## TO DO
A verbatim copy of the data below is the required output.

-- -- --

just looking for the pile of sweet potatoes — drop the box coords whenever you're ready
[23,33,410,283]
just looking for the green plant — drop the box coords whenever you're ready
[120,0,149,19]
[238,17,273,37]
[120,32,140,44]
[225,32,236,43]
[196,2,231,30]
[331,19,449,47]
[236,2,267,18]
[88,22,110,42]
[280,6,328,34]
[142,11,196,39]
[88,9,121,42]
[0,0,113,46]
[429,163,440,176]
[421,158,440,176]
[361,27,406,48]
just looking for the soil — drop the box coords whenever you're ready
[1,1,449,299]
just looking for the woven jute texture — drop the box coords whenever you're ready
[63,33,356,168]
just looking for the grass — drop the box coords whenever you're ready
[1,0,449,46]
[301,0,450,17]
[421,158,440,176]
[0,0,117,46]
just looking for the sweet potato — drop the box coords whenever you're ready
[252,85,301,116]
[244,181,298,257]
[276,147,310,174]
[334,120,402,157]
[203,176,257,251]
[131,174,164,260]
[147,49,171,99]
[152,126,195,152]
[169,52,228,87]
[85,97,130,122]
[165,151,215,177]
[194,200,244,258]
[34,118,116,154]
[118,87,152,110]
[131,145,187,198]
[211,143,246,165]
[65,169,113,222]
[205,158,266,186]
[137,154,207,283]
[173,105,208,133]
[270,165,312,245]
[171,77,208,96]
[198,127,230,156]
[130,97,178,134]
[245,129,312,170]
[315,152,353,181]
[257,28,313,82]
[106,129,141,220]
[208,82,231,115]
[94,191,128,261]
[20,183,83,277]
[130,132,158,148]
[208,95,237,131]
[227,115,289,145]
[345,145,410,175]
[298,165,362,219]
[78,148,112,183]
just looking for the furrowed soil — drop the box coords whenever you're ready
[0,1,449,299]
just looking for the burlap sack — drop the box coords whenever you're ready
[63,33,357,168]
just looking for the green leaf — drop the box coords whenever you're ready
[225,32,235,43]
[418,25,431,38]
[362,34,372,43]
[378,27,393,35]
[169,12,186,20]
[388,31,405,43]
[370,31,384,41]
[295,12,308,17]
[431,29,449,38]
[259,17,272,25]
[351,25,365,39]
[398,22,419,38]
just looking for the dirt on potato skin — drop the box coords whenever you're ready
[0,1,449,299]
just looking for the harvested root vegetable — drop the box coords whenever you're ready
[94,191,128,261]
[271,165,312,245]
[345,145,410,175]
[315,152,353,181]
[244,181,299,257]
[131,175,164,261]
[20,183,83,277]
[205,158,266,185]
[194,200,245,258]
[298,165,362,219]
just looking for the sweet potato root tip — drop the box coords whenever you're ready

-- -- --

## SOLUTION FOR THIS PROBLEM
just looking for the pile of sweet potatoes — drop the box coords whenever you're ready
[23,33,410,283]
just looking for the green plant — drop the box coords whenever you're ready
[120,0,149,19]
[238,17,273,37]
[120,32,140,44]
[225,32,236,43]
[196,2,231,30]
[331,19,449,47]
[236,2,267,18]
[88,22,110,42]
[280,6,328,34]
[142,11,196,39]
[88,9,121,42]
[0,0,113,46]
[429,163,440,176]
[421,158,440,176]
[361,27,406,48]
just looking for the soil — drop the box coords whenever you're ready
[1,1,449,299]
just looking for the woven jute texture — drop the box coords whenever you're ready
[63,33,356,168]
just looking for the grass — drop the box coords whenever you're ready
[1,0,449,46]
[301,0,450,17]
[421,158,440,176]
[0,0,117,46]
just looking for the sweet potato — drop the box coords whenever you're ready
[252,85,301,116]
[244,181,298,257]
[276,147,310,174]
[334,120,402,157]
[203,176,257,251]
[131,174,164,260]
[147,49,171,99]
[152,126,195,152]
[169,52,228,87]
[85,97,130,122]
[165,151,215,177]
[194,200,244,258]
[34,118,116,154]
[118,87,152,110]
[131,145,187,198]
[211,143,246,165]
[65,169,113,222]
[205,158,266,186]
[137,154,207,283]
[173,105,208,133]
[270,165,312,245]
[171,77,208,96]
[198,127,230,156]
[130,97,178,134]
[245,129,312,170]
[315,152,353,181]
[257,28,313,82]
[106,129,141,220]
[208,82,231,115]
[94,191,128,261]
[20,183,83,277]
[130,132,158,148]
[208,95,237,131]
[227,115,289,145]
[345,145,410,175]
[298,165,362,219]
[78,148,112,183]
just looking for the furrowed soil — drop the box coords whenever you're ready
[0,1,449,299]
just looking for the burlap sack — drop the box coords whenever you're ready
[63,33,357,168]
just looking for the green leaf — drop the box coords whenever you're ready
[225,32,235,43]
[418,25,431,38]
[362,34,372,43]
[378,27,393,35]
[169,12,186,20]
[388,31,405,43]
[370,31,384,41]
[295,12,308,17]
[431,29,449,38]
[259,17,272,25]
[351,25,365,39]
[398,22,419,38]
just looking for the dirt on potato skin — drop the box coords whenever you're ready
[0,1,449,299]
just looking for the harvested root vegetable — drop the box coords whenever you're ready
[94,191,128,261]
[271,165,312,245]
[345,145,410,175]
[315,152,353,181]
[244,181,299,257]
[131,175,164,261]
[20,183,83,277]
[205,158,266,185]
[194,200,245,258]
[298,165,362,219]
just looking for the sweet potato root tip — drop the box coords whenever you're ready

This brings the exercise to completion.